Top of DATA RECORDS

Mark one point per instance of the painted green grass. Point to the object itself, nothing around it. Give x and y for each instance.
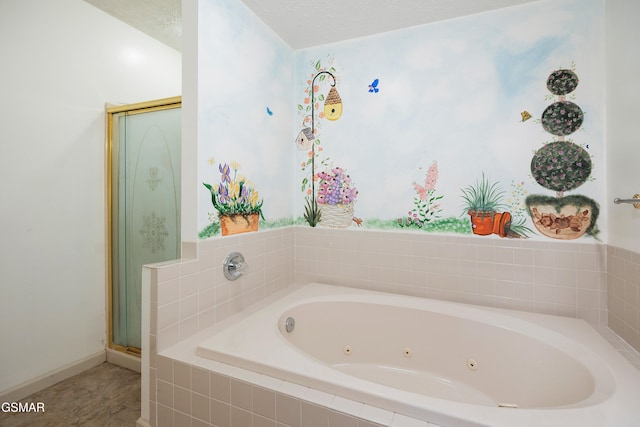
(442, 225)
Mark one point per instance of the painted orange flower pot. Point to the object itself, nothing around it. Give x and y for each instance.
(486, 223)
(238, 223)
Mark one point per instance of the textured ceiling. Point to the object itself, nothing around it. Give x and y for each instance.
(304, 23)
(160, 19)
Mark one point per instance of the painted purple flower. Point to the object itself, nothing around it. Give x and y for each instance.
(225, 170)
(223, 192)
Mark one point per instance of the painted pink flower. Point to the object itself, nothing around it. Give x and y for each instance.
(432, 176)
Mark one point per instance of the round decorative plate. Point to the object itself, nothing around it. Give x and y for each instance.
(562, 82)
(562, 118)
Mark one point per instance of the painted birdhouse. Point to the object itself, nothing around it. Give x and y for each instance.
(333, 105)
(303, 141)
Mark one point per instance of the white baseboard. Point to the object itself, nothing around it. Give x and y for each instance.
(123, 359)
(23, 390)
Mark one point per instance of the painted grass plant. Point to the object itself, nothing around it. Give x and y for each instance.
(484, 197)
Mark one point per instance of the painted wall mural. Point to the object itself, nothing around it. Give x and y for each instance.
(562, 165)
(445, 145)
(480, 125)
(330, 194)
(236, 200)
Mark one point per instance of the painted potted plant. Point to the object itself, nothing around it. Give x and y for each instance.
(236, 200)
(336, 198)
(561, 166)
(482, 202)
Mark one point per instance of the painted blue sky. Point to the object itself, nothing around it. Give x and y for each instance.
(453, 92)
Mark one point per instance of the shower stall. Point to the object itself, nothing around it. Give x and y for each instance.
(143, 204)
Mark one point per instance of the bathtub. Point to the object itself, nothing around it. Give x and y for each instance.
(446, 363)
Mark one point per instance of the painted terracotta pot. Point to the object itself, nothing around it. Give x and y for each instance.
(486, 223)
(235, 224)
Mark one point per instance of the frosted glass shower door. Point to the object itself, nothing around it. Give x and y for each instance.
(145, 210)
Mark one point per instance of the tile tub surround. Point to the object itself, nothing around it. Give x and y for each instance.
(623, 279)
(186, 297)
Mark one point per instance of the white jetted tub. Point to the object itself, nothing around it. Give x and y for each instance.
(447, 363)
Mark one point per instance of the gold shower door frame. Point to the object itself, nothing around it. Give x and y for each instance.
(114, 113)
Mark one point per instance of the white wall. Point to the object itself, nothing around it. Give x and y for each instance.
(623, 126)
(61, 61)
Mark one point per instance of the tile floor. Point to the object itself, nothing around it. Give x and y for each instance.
(104, 396)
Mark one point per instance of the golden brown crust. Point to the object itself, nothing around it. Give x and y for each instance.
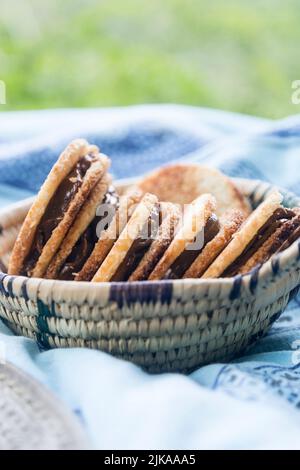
(160, 244)
(92, 176)
(60, 170)
(272, 245)
(230, 223)
(194, 221)
(243, 237)
(128, 235)
(109, 236)
(82, 221)
(182, 183)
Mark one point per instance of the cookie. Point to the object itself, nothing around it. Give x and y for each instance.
(230, 223)
(133, 242)
(109, 236)
(66, 189)
(166, 232)
(257, 229)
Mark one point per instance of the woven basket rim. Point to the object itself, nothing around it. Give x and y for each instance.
(281, 262)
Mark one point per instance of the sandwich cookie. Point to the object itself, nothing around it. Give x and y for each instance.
(133, 242)
(82, 236)
(183, 183)
(68, 186)
(170, 218)
(253, 243)
(230, 223)
(198, 227)
(287, 233)
(109, 236)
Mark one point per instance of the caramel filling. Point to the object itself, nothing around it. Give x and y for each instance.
(55, 211)
(85, 245)
(138, 247)
(280, 216)
(188, 256)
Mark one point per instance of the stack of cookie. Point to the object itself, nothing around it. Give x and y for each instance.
(182, 221)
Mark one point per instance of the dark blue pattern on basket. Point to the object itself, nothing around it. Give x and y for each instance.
(141, 293)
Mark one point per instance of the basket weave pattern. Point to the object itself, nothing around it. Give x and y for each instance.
(161, 326)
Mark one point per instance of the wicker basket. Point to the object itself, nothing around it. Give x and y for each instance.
(161, 326)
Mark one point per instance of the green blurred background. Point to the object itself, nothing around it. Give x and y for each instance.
(239, 55)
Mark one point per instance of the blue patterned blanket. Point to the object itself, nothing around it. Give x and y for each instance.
(253, 402)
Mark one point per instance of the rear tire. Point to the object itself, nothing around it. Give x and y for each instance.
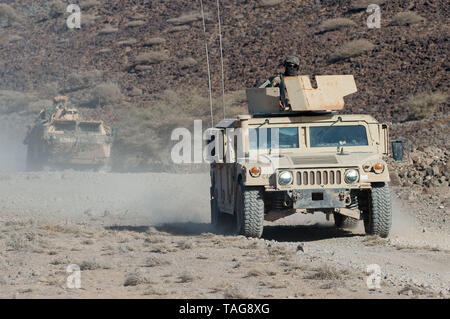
(346, 222)
(378, 213)
(249, 211)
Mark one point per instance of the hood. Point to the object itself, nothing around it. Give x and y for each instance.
(319, 160)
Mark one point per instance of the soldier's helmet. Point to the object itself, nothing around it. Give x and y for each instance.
(292, 59)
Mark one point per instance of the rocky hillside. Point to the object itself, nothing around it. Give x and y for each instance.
(140, 65)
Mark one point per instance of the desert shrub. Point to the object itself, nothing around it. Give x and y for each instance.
(37, 106)
(87, 4)
(351, 49)
(13, 101)
(128, 42)
(7, 15)
(106, 94)
(153, 57)
(423, 105)
(108, 29)
(269, 3)
(187, 63)
(56, 9)
(134, 24)
(328, 273)
(84, 79)
(359, 5)
(336, 24)
(179, 28)
(406, 18)
(50, 90)
(10, 39)
(188, 18)
(154, 41)
(146, 131)
(88, 19)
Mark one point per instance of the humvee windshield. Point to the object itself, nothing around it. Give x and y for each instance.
(329, 136)
(273, 138)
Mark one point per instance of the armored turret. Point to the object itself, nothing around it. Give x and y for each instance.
(296, 94)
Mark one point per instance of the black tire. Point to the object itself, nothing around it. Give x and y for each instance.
(346, 222)
(219, 221)
(378, 215)
(249, 217)
(214, 209)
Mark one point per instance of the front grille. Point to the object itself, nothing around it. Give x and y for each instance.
(320, 177)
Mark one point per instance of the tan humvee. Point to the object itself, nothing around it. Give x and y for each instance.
(59, 139)
(295, 154)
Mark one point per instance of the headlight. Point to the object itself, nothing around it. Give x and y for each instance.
(378, 168)
(285, 178)
(351, 176)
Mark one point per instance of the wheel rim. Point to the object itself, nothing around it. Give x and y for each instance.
(239, 210)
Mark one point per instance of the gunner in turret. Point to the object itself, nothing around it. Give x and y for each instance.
(291, 65)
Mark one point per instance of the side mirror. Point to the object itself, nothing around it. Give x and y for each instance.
(400, 150)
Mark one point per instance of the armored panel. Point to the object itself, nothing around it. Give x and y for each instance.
(301, 96)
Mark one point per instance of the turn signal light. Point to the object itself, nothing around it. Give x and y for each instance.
(378, 168)
(255, 171)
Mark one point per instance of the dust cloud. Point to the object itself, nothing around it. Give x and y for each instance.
(12, 150)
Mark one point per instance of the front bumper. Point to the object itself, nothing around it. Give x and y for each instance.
(320, 198)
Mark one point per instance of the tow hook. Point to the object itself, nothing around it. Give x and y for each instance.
(295, 196)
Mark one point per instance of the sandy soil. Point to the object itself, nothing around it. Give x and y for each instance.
(148, 235)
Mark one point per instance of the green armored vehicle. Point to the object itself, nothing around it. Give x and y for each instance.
(295, 153)
(59, 139)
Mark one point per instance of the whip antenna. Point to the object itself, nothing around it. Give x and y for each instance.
(207, 62)
(221, 58)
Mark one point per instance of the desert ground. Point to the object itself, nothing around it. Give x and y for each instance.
(147, 235)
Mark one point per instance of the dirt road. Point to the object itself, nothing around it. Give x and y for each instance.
(148, 235)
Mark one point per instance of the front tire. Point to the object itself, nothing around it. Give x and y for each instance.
(378, 214)
(249, 211)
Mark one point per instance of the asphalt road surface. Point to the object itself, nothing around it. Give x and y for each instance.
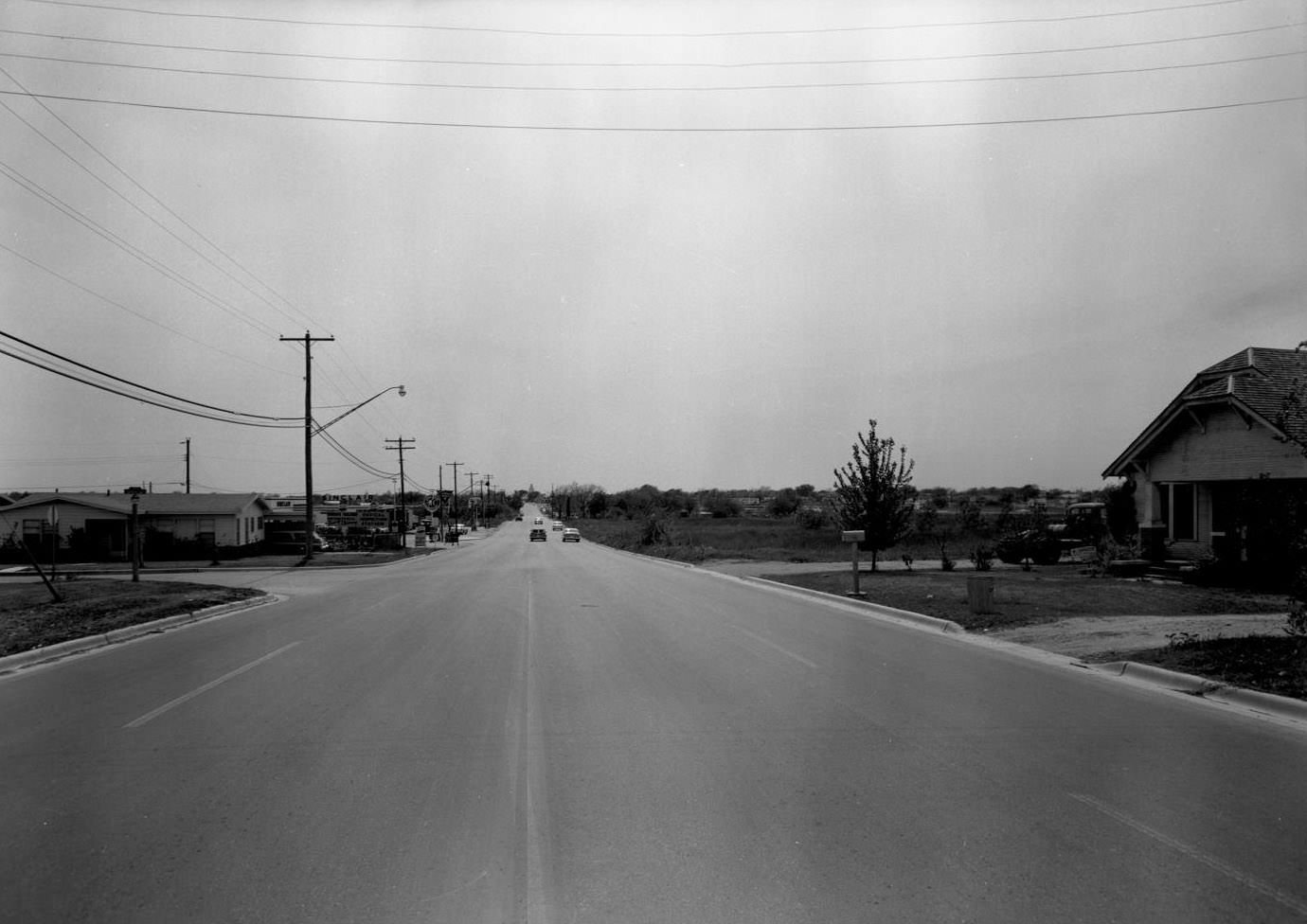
(518, 731)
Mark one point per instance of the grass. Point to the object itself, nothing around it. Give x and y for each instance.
(695, 540)
(1026, 597)
(1266, 663)
(30, 618)
(1269, 663)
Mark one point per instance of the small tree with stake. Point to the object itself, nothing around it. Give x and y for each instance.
(873, 491)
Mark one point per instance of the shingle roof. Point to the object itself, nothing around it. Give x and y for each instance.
(152, 505)
(1258, 381)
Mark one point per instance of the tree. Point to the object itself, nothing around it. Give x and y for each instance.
(873, 491)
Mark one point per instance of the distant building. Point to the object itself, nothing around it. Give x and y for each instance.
(97, 525)
(1221, 440)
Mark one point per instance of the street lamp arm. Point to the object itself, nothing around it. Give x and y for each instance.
(357, 407)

Bottom of DATA RECORDS

[WHAT TO DO] Reproduce the lines from the one with "Mark one point per instance of the grass." to the end of the data exactly, leaving out every earlier line.

[FINAL ANSWER]
Mark one point per instance of the grass. Point to the object itself, nothing around it. Give x and y for each instance.
(695, 540)
(1026, 597)
(1266, 663)
(30, 618)
(1269, 663)
Mark one point per instance of the small tree with stake. Point to the object itself, nothing around it. Give x and y for each instance.
(873, 491)
Mark one point per instance of the shingle roof. Point to the object itself, nothing around it. Give x and y for each instance.
(152, 505)
(1258, 381)
Mark one point per instance of the tree. Point to the object itself, nothing around it. Give x and y for each instance.
(873, 491)
Mark one point per instance of the distant building. Point to the object itself, nothing around it. Give x and y for each instance.
(97, 525)
(1221, 440)
Mark one point per instance of the street lamp arm. Point to the object itself, nothing around it. Give x and y for each instance.
(357, 407)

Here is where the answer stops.